---------- ЦИТИРУЕМЫЙ ОТРЫВОК

И опять – источником конфликта являются «жертвы» – патриотическая партия. Автор утверждает, что, не в пример Барселонскому, картина Машкова «Прием в партию» имела огромный успех: к ней «нельзя было протолкаться. Ее хвалили. Владимиру запомнилась фраза худощавого человека в очках с золотой оправой. Он внушительно говорил пожилой полной женщине: – На этом полотне – печать глубокой мысли и большой любви к человеку». Зато «человек, хуливший картину» изображен с явной антипатией: «Лицо его ничего не выражало: глубоко вставленные маленькие мутные глаза, серые, помятые щеки, жиденькие черные брови… Разве только о пестрый галстук мог споткнуться взгляд».

И если события на выставке кажутся правдоподобными, то ответные действия «салона», напротив, представляются маловероятными. Винокуров выступил со статьей, где расхвалил Барселонского, но даже не упомянул картину Машкова. Эта статья

вызвала бурную реакцию среди читателей, побывавших на выставке. В течение всего дня в редакцию звонили художники, студенты, служащие, инженеры. У всех был один и тот же недоуменный вопрос:

– Почему в газете ничего нет о картине «Прием в партию»?

Из редакции сначала отмахивались: «Критик не нашел нужным…» Но такие ответы вызывали еще большее возмущение.

– Что значит «не нашел нужным»? – гремел по телефону басовитый голос. – По-вашему, газета – частный орган вашего критика?!

Последний аргумент попадает в самую цель: советские газеты в сталинское время не печатали «частных мнений», когда речь шла о больших художественных выставках. Трудно представить, чтобы одна из ведущих газет страны опубликовала статью о выставке, расхвалив «не тех» авторов и проигнорировав тех, кого следовало хвалить. Так что и этот обмен фигурами идет в зачет патриотов, вновь атаковавших («разворошивших муравейник»).

--------------------

--- ЗАДАНИЯ ---
A – Кто, согласно отрывку о картине «Прием в партию», выступил со статьей, где расхвалил Барселонского и не упомянул картину Машкова?
B – Продолжите отрывок о картине «Прием в партию», начав сразу после его последнего предложения.

---------- ФРАГМЕНТ ДАННЫХ

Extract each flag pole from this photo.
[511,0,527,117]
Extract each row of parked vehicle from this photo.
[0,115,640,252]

--------------------

--- ОТВЕТЫ К ЗАДАНИЯМ ---
A – Со статьей выступил Винокуров.

B –
Следующая атака вновь инициирована патриотами. Машков решает обратиться с жалобой в ЦК.

Он поехал прямо в ЦК партии, позвонил в отдел культуры.

– У меня очень важное и срочное дело, связанное с художественной выставкой.

Секретарша посоветовала поговорить с инструктором отдела товарищем Козловым.

Козлов принял Машкова тотчас же. Это был невысокого роста бледнолицый человек средних лет с приветливой улыбкой и простыми, располагающими к непринужденному разговору манерами. Козлов усадил Владимира не в кресло напротив своего письменного стола, а на мягкий массивный диван и сам сел подле гостя… Владимир говорил о диораме, о Еременко, о его статье, о «салоне» Иванова-Петренки, о выставкоме, где Барселонский и Осип Давыдович имеют большой вес. Оказалось, что Козлов хорошо знает и творчество Еременко, и его статью, и о проделках Иванова-Петренки в выставкоме. Правда, он не знал, что диораму на выставкоме не приняли, для него это была новость, хотя и не неожиданная.

– Хотят взять реванш, – заметил Козлов, не сводя с Машкова внимательных глаз. Потом поднялся со вздохом, подошел к столу, что-то записал себе в блокнот. – Отчаиваться только не надо. Идет борьба, жестокая идейная борьба. Дело это не простое и не шутейное. Как это раньше говорили: воин без ран не бывает. Вы боитесь синяков? – спросил он вдруг с веселой улыбкой.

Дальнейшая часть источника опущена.